Point localization data

== Segment start ==

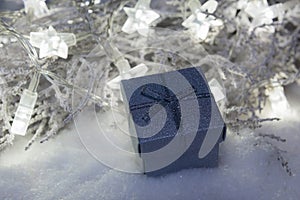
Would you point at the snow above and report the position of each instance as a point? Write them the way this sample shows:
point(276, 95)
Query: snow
point(62, 168)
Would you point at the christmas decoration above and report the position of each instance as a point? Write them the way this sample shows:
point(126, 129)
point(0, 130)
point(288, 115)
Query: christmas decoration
point(52, 43)
point(192, 127)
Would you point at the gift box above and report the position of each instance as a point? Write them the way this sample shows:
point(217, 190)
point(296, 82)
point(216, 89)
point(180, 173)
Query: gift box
point(174, 121)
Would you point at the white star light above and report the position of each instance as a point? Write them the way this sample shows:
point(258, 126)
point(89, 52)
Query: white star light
point(139, 18)
point(52, 43)
point(262, 13)
point(37, 7)
point(199, 22)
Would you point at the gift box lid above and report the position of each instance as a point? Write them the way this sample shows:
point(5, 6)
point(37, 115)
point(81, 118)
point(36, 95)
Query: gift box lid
point(161, 104)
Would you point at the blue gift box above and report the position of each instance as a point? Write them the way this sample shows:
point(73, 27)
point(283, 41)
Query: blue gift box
point(174, 121)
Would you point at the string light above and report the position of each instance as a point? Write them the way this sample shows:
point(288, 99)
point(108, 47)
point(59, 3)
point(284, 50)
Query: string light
point(52, 43)
point(279, 103)
point(37, 7)
point(200, 22)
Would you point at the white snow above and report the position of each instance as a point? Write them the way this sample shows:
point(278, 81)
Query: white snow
point(63, 169)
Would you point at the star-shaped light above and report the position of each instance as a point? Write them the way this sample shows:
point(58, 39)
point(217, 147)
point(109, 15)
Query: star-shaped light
point(52, 43)
point(262, 13)
point(37, 7)
point(134, 72)
point(199, 22)
point(139, 18)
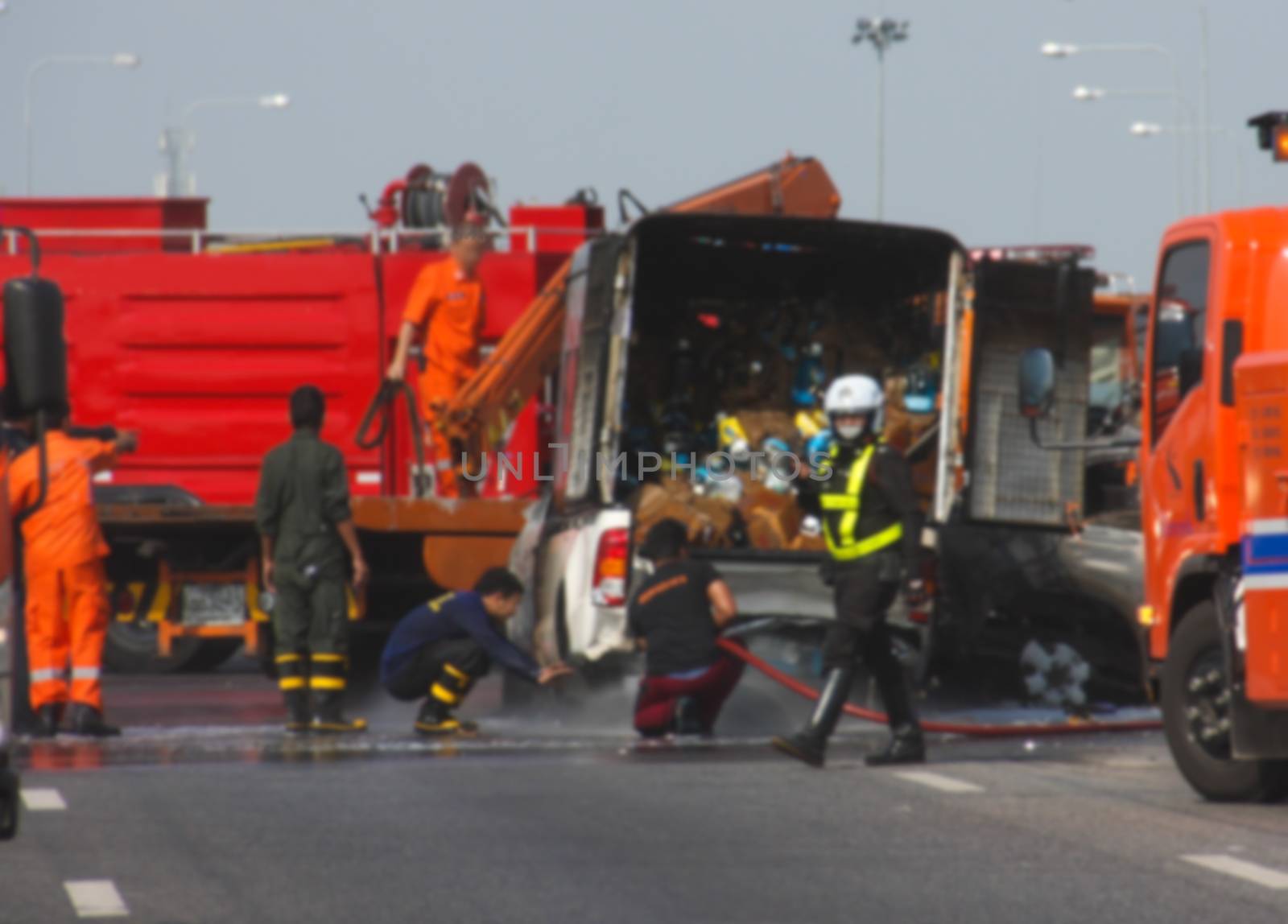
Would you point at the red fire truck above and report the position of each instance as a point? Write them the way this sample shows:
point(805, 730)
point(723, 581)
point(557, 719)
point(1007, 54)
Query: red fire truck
point(195, 337)
point(1215, 490)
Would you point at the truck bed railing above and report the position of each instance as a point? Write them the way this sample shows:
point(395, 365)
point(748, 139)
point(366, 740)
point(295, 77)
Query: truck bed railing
point(206, 241)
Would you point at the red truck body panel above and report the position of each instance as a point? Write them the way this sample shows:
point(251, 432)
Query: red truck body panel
point(199, 350)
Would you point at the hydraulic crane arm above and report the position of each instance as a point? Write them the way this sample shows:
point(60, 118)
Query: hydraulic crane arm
point(530, 350)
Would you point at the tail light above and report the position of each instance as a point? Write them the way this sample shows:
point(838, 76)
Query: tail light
point(612, 560)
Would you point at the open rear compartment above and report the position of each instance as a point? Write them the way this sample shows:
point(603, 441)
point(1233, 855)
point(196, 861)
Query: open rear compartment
point(736, 328)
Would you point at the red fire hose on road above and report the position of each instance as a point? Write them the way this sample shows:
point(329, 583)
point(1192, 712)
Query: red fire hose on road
point(972, 728)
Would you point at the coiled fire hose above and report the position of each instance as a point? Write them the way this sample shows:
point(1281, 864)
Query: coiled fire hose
point(972, 728)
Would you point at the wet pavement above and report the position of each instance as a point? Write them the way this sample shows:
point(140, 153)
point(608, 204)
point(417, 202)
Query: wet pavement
point(205, 811)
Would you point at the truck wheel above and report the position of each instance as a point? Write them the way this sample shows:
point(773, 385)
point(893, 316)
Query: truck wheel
point(1054, 674)
point(1195, 717)
point(210, 654)
point(132, 649)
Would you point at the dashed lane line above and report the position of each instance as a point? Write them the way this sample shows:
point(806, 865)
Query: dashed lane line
point(43, 801)
point(1240, 869)
point(96, 898)
point(944, 784)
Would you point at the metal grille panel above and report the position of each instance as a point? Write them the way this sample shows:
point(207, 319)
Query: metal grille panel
point(1013, 481)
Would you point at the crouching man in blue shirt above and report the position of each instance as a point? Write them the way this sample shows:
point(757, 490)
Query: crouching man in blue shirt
point(440, 649)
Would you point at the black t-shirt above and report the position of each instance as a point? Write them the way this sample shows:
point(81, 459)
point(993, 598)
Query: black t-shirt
point(673, 614)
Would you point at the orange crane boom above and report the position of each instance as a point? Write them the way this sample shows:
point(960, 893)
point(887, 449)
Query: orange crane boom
point(530, 349)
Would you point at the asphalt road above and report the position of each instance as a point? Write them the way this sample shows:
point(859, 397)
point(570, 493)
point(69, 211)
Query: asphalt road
point(559, 818)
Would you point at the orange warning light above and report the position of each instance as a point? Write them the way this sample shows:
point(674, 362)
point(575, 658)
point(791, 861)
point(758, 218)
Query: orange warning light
point(1281, 146)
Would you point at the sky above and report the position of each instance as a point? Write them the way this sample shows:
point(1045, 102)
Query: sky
point(665, 97)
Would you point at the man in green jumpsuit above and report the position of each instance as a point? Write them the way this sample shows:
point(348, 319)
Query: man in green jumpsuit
point(306, 532)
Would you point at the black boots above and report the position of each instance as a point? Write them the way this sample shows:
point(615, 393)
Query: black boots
point(88, 721)
point(328, 716)
point(446, 693)
point(436, 720)
point(811, 744)
point(906, 745)
point(299, 715)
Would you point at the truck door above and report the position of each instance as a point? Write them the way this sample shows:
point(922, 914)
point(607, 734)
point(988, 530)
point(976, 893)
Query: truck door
point(583, 556)
point(1178, 420)
point(1017, 305)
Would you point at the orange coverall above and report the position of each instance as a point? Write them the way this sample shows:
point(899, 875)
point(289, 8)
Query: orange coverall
point(64, 552)
point(448, 307)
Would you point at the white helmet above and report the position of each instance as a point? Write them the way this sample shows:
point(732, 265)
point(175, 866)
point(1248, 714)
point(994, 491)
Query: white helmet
point(860, 395)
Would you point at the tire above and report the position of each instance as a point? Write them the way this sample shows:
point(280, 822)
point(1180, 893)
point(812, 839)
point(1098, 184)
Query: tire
point(210, 654)
point(132, 649)
point(1189, 715)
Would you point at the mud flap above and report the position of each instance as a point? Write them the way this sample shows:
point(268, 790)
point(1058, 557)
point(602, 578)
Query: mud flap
point(8, 803)
point(1257, 734)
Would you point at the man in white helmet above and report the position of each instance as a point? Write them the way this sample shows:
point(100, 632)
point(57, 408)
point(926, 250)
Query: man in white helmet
point(873, 526)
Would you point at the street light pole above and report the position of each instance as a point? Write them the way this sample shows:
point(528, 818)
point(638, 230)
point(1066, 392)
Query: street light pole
point(1055, 49)
point(122, 60)
point(882, 34)
point(175, 143)
point(1150, 129)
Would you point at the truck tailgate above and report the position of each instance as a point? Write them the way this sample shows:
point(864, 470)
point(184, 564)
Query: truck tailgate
point(773, 584)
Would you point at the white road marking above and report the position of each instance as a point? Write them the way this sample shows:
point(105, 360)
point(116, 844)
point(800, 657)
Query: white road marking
point(944, 784)
point(43, 801)
point(1240, 869)
point(96, 898)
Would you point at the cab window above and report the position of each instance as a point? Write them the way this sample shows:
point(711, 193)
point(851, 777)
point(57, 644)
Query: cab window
point(1180, 324)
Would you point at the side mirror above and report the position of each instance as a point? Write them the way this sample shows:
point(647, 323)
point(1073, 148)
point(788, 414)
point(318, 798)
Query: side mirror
point(35, 353)
point(1037, 384)
point(1191, 369)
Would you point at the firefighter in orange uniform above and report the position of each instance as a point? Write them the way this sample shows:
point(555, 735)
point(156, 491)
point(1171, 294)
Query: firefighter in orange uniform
point(68, 608)
point(444, 311)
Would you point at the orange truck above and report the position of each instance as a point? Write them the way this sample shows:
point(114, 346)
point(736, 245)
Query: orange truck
point(1214, 468)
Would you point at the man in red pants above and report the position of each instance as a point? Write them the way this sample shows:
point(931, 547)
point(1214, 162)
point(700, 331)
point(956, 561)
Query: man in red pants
point(68, 608)
point(676, 617)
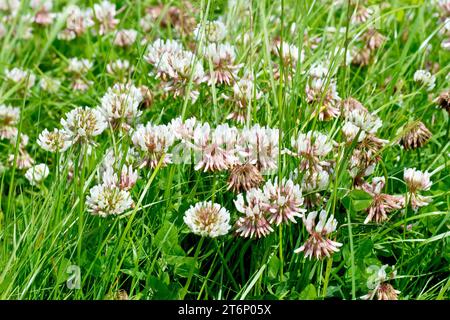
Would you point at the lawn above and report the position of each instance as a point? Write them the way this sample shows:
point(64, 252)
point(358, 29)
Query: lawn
point(225, 149)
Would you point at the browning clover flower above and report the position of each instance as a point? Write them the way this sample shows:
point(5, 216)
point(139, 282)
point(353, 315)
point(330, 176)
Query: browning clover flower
point(153, 141)
point(208, 219)
point(319, 245)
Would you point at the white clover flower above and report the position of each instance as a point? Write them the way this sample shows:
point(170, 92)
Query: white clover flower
point(9, 118)
point(444, 6)
point(208, 219)
point(214, 31)
point(21, 76)
point(425, 78)
point(160, 48)
point(322, 93)
point(79, 66)
point(36, 174)
point(120, 104)
point(416, 181)
point(222, 58)
point(154, 142)
point(82, 124)
point(244, 92)
point(125, 37)
point(284, 201)
point(104, 14)
point(2, 30)
point(11, 6)
point(217, 147)
point(289, 53)
point(176, 67)
point(319, 245)
point(254, 222)
point(46, 5)
point(319, 70)
point(260, 146)
point(359, 119)
point(112, 174)
point(43, 15)
point(105, 200)
point(49, 84)
point(54, 141)
point(183, 130)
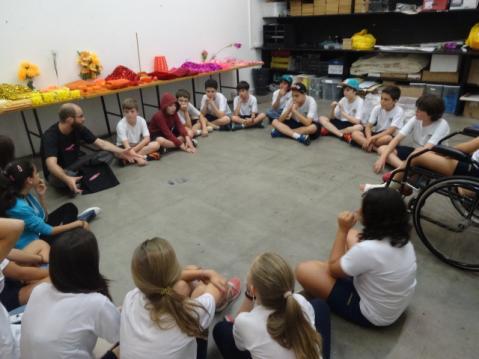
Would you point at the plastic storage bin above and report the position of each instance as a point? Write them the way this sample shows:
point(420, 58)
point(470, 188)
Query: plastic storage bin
point(330, 89)
point(450, 95)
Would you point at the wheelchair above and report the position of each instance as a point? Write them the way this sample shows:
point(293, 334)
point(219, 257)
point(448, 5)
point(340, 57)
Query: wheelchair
point(445, 209)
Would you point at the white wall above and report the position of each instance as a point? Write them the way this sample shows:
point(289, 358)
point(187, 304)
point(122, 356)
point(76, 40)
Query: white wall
point(178, 29)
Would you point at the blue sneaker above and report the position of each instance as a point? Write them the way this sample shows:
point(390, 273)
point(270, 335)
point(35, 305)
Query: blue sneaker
point(88, 214)
point(275, 133)
point(304, 139)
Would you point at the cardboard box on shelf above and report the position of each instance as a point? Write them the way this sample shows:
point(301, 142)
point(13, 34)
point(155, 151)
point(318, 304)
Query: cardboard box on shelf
point(473, 77)
point(345, 6)
point(332, 6)
point(444, 63)
point(471, 109)
point(295, 7)
point(411, 91)
point(446, 77)
point(319, 7)
point(361, 6)
point(347, 44)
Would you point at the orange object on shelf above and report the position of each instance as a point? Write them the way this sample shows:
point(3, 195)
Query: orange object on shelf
point(160, 64)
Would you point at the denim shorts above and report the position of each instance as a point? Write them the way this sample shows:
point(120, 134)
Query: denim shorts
point(344, 301)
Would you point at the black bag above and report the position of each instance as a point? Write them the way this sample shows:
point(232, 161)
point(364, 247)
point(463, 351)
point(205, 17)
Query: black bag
point(96, 177)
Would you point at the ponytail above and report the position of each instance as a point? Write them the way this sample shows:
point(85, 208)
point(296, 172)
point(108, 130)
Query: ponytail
point(292, 330)
point(273, 280)
point(155, 271)
point(12, 181)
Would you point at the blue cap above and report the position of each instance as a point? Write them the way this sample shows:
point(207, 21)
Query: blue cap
point(353, 83)
point(287, 78)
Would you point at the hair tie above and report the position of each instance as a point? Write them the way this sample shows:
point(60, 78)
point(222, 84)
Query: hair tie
point(165, 291)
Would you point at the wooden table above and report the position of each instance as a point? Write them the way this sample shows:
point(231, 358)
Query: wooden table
point(106, 112)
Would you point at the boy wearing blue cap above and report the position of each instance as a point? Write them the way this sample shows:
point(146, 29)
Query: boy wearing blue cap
point(299, 119)
point(345, 114)
point(280, 97)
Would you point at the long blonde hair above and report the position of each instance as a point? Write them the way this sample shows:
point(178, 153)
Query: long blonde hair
point(155, 271)
point(273, 279)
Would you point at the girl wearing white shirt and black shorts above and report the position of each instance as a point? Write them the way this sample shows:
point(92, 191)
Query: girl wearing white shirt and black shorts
point(371, 275)
point(274, 322)
point(64, 319)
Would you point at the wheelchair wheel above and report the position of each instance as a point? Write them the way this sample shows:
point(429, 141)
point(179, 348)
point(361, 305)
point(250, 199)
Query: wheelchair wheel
point(446, 219)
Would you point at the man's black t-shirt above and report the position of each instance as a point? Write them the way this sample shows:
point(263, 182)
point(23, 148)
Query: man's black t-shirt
point(66, 148)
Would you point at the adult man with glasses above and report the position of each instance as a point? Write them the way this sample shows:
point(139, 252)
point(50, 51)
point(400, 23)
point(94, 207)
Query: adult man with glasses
point(60, 149)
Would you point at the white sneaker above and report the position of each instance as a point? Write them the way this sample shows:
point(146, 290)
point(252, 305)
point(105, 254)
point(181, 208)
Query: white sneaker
point(89, 213)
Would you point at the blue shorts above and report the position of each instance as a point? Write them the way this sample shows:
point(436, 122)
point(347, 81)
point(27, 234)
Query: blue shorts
point(344, 301)
point(403, 152)
point(293, 124)
point(341, 125)
point(274, 114)
point(466, 169)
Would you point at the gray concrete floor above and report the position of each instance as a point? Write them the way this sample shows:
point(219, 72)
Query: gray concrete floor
point(244, 193)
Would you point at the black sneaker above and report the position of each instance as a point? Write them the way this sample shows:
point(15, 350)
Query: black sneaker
point(304, 139)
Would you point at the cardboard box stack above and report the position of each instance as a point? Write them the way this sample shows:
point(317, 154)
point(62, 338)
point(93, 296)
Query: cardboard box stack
point(345, 6)
point(361, 6)
point(295, 7)
point(332, 6)
point(319, 7)
point(307, 8)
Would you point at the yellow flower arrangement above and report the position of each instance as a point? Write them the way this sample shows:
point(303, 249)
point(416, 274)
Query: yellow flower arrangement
point(27, 72)
point(90, 65)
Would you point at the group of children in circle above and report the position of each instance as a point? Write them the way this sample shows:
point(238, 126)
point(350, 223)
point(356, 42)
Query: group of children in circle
point(369, 278)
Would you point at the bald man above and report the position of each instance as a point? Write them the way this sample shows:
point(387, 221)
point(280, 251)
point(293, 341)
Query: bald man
point(60, 149)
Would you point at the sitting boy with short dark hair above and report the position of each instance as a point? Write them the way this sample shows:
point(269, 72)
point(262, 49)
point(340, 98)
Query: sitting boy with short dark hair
point(246, 109)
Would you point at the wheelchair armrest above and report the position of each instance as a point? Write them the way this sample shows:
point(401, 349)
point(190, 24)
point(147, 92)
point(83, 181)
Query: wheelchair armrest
point(451, 152)
point(471, 131)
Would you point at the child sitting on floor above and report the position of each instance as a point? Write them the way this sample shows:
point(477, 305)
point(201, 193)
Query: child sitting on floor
point(65, 318)
point(280, 97)
point(299, 118)
point(132, 132)
point(425, 129)
point(246, 109)
point(171, 307)
point(17, 201)
point(383, 122)
point(214, 106)
point(274, 322)
point(166, 128)
point(191, 117)
point(370, 276)
point(345, 114)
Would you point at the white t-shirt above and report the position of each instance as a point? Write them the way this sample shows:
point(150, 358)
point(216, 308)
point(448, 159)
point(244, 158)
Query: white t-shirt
point(134, 134)
point(384, 276)
point(246, 108)
point(382, 119)
point(221, 104)
point(192, 111)
point(66, 325)
point(9, 333)
point(282, 101)
point(250, 332)
point(308, 109)
point(141, 338)
point(354, 108)
point(428, 134)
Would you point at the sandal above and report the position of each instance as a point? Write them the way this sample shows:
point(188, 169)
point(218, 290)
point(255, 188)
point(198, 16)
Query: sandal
point(232, 293)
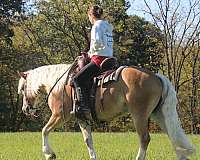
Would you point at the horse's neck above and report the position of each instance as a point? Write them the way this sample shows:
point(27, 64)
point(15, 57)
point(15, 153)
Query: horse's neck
point(47, 77)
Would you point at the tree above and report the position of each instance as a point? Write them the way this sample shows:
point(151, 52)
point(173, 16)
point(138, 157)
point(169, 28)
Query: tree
point(60, 30)
point(180, 24)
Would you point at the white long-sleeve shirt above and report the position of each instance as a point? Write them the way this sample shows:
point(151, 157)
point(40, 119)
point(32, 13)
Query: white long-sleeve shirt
point(101, 39)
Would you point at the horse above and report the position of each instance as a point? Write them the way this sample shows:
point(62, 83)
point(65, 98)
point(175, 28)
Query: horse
point(137, 91)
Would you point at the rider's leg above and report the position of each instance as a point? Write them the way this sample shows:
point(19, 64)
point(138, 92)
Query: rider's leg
point(81, 81)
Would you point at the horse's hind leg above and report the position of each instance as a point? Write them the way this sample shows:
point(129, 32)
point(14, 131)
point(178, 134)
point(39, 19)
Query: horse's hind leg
point(54, 120)
point(141, 125)
point(87, 135)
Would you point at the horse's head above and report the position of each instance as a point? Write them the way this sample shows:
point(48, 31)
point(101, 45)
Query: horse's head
point(28, 99)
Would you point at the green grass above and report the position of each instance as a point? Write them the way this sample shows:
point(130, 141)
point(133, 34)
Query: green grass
point(70, 146)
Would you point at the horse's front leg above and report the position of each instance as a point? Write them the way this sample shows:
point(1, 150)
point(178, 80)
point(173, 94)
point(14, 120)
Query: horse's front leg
point(54, 120)
point(141, 126)
point(87, 136)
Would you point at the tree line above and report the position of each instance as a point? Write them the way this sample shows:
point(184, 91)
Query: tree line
point(53, 32)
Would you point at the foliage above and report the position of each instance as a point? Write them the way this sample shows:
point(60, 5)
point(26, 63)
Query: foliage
point(57, 33)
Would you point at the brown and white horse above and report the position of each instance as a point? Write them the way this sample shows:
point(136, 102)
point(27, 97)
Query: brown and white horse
point(137, 92)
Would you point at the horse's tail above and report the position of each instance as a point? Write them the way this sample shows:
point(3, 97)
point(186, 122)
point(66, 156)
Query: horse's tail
point(167, 117)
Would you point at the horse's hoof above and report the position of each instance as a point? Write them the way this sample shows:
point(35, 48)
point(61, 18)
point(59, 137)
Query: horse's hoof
point(50, 156)
point(53, 156)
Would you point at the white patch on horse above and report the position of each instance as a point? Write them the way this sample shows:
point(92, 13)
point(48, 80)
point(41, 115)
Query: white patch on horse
point(46, 76)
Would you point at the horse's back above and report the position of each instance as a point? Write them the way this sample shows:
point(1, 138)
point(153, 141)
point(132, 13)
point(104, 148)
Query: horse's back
point(137, 91)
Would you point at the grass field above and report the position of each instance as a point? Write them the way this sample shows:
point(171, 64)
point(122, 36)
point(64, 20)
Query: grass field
point(70, 146)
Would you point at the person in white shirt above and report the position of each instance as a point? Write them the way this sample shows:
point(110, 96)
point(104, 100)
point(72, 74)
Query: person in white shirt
point(101, 47)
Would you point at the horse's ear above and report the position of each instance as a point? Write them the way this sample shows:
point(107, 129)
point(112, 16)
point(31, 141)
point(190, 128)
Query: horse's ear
point(22, 74)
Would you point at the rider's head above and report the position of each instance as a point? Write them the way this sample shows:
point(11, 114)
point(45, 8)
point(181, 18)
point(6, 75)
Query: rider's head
point(94, 13)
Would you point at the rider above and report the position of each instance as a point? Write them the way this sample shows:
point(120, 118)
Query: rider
point(101, 47)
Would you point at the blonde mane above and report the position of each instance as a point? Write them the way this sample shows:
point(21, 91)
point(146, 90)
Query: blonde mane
point(46, 76)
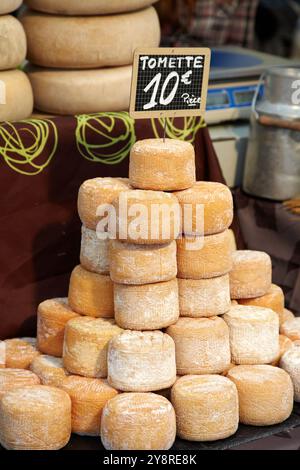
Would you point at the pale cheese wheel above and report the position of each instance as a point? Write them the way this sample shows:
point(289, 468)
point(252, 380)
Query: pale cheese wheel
point(35, 418)
point(204, 297)
point(215, 204)
point(20, 352)
point(94, 253)
point(251, 274)
point(162, 165)
point(11, 379)
point(69, 92)
point(85, 345)
point(273, 299)
point(52, 317)
point(16, 98)
point(91, 294)
point(265, 394)
point(206, 407)
point(141, 361)
point(88, 397)
point(146, 307)
point(138, 421)
point(98, 192)
point(142, 264)
point(254, 334)
point(204, 257)
point(49, 369)
point(12, 43)
point(147, 217)
point(202, 345)
point(89, 42)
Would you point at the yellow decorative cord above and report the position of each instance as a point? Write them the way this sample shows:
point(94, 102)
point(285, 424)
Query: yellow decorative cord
point(109, 149)
point(28, 159)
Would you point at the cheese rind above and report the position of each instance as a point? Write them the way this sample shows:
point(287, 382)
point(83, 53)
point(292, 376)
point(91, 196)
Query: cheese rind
point(206, 407)
point(138, 421)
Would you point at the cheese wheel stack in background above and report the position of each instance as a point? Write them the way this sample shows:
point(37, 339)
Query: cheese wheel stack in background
point(81, 53)
point(16, 98)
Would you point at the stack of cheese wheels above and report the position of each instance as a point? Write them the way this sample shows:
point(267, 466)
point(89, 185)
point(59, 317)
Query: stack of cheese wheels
point(81, 53)
point(16, 98)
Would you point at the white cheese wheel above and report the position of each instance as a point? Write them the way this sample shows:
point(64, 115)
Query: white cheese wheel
point(141, 361)
point(216, 202)
point(11, 379)
point(204, 257)
point(97, 192)
point(91, 293)
point(138, 421)
point(87, 7)
point(69, 92)
point(254, 334)
point(89, 42)
point(142, 264)
point(202, 345)
point(251, 274)
point(35, 418)
point(94, 253)
point(147, 307)
point(52, 317)
point(265, 394)
point(49, 369)
point(12, 43)
point(16, 98)
point(204, 297)
point(88, 397)
point(162, 165)
point(206, 407)
point(85, 345)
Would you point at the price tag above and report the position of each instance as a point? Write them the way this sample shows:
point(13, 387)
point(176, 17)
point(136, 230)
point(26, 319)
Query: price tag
point(169, 82)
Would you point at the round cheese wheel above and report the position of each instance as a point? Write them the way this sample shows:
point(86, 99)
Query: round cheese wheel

== Segment end ==

WHAT YOU HAVE TO DO – Each line from the beginning of the entries up to and including the one containing "point(288, 99)" must be restated exactly. Pictures are to be left out.

RESULT OF THE TASK –
Would you point at the snow above and report the position of each instance as a point? Write them the way this sample shows:
point(276, 95)
Query: snow
point(62, 168)
Would you point at the christmas decoration above and report the position of each instance as a point? Write them the way this sample shows:
point(126, 129)
point(0, 130)
point(288, 115)
Query: christmas decoration
point(52, 43)
point(192, 127)
Would you point at the gift box above and report the position of each instance as a point? Write them the way this sample shows:
point(217, 190)
point(296, 82)
point(216, 89)
point(180, 173)
Query: gift box
point(174, 121)
Would you point at the white star light above and report the position of each instance as a point? Write them the way this sample shows:
point(258, 126)
point(89, 52)
Query: white star light
point(139, 18)
point(52, 43)
point(262, 13)
point(37, 7)
point(199, 22)
Would you point at the gift box lid above and report the position of each instance as a point? Write them the way this sample shows:
point(5, 6)
point(37, 115)
point(81, 118)
point(36, 95)
Query: gift box lid
point(161, 104)
Would you point at the blue gift box above and report the position of each instance as a point? Write them the way this sample shows:
point(73, 27)
point(283, 41)
Query: blue gift box
point(174, 121)
Would you point at the string light above and report the position of each instance as a point? Write them the way this sample shows:
point(288, 99)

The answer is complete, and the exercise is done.